EXCERPTED DATA:
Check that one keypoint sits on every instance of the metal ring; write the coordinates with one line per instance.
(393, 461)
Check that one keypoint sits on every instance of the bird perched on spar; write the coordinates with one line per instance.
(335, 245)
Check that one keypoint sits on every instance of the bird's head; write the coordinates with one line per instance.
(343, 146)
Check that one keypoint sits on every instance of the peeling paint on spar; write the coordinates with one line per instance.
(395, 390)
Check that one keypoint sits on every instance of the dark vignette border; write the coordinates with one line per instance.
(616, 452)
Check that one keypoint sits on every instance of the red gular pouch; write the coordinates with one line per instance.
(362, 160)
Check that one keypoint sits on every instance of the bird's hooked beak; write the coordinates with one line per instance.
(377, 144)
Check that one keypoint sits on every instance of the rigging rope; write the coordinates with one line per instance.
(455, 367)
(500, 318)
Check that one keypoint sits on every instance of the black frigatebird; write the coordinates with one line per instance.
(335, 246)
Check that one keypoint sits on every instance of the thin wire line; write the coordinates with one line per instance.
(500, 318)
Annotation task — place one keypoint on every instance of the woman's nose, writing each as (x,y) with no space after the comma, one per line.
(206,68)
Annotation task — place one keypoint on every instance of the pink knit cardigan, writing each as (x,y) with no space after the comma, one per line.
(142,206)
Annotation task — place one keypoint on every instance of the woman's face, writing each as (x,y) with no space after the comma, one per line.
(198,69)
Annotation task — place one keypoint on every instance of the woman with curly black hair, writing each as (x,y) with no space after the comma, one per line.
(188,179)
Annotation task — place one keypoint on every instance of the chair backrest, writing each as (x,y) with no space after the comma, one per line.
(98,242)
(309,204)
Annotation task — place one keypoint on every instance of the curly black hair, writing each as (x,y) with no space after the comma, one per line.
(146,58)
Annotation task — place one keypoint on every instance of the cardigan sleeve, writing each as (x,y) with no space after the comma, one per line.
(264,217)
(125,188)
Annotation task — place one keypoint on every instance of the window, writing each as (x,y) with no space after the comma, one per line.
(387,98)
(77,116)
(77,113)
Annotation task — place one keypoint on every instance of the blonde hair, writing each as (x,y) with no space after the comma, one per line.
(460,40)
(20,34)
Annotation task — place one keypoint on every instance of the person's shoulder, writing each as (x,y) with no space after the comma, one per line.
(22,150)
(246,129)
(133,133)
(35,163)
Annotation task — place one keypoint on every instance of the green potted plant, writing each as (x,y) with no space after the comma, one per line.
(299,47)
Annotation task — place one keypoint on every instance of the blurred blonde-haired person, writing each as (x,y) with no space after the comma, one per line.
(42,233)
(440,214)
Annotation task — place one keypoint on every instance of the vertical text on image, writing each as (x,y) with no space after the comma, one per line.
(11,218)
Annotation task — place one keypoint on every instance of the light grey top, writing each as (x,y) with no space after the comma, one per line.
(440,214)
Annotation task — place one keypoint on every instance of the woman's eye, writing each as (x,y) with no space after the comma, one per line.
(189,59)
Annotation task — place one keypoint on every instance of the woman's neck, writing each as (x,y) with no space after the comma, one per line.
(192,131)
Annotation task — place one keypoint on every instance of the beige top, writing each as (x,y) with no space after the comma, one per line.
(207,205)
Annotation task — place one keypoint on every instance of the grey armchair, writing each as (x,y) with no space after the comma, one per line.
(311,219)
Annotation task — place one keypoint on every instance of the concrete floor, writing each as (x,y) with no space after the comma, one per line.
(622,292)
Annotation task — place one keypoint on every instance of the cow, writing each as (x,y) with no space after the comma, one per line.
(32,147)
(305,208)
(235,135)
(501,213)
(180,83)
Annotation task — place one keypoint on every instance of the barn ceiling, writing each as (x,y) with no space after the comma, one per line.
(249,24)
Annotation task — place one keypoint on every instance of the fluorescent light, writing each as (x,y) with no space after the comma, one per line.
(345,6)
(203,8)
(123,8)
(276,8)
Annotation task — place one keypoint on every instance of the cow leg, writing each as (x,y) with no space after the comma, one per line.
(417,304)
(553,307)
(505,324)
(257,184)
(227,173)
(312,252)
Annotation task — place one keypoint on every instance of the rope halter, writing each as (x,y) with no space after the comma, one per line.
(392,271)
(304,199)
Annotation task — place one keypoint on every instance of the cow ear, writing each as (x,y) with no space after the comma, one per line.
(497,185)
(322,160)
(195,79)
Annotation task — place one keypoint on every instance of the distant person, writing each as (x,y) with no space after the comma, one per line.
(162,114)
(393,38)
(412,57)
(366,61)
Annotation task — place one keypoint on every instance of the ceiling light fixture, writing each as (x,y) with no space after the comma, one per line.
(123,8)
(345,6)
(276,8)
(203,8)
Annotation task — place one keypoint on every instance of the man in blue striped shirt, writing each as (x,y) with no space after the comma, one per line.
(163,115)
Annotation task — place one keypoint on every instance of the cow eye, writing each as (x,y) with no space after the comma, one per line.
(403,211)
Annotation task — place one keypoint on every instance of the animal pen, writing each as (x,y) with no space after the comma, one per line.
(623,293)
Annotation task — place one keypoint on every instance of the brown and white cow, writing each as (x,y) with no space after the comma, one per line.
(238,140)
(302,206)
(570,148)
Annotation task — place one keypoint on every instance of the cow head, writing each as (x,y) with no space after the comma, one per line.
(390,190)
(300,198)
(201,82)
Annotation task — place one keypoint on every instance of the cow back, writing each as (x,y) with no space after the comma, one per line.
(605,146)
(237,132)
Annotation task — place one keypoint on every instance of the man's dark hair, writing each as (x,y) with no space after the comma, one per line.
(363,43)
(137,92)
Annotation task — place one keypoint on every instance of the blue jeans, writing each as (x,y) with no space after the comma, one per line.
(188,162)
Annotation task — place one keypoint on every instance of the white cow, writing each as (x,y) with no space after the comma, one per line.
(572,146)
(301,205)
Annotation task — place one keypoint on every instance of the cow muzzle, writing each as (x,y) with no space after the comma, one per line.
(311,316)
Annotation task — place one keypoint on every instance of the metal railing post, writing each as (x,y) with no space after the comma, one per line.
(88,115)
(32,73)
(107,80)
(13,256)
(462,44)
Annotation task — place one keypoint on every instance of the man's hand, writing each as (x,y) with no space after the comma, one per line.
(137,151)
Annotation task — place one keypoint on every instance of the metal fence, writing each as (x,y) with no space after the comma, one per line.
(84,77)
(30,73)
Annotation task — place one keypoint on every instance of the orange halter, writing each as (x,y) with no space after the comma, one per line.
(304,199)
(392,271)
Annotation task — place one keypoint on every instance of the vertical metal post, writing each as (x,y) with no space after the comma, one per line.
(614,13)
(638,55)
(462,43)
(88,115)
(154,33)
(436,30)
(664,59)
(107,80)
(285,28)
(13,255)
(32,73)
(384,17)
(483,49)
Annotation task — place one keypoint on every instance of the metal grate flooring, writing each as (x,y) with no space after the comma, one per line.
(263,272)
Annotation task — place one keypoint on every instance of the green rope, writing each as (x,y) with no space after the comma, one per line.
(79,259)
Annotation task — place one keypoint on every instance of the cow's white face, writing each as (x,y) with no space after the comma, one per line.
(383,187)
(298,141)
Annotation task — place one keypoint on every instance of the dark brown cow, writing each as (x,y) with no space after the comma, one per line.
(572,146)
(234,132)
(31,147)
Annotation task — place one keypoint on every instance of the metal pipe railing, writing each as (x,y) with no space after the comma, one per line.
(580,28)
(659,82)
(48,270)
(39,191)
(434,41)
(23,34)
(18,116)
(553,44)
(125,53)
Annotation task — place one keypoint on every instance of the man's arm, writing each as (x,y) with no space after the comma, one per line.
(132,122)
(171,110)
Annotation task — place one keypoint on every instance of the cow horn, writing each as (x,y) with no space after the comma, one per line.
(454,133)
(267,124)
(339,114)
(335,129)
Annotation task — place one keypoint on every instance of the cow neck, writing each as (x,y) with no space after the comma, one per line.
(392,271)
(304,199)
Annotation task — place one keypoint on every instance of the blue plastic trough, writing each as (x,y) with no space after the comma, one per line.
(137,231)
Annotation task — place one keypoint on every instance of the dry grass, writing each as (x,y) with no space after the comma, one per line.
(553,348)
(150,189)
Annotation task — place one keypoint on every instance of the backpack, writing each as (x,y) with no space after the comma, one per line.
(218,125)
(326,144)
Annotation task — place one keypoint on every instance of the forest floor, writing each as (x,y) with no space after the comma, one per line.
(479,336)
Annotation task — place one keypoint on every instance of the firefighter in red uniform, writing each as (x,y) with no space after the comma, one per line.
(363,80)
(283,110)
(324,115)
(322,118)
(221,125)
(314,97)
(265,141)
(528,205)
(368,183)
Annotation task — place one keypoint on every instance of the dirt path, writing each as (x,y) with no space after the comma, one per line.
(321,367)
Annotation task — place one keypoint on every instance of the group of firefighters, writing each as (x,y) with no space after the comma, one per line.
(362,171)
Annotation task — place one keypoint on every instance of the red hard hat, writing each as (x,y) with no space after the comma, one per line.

WORK TASK: Write out again, exactly as they appear above, the lines from the one containing "of the group" to the final line, and only those.

FINISHED TASK:
Annotation task — place one keypoint on every instance of the group of firefighters, writing each as (x,y) with no space after the comma, one per line.
(362,171)
Annotation task — place one keypoint on every instance of the red hard hat, writing each as (x,y) with no space after the comma, one per line.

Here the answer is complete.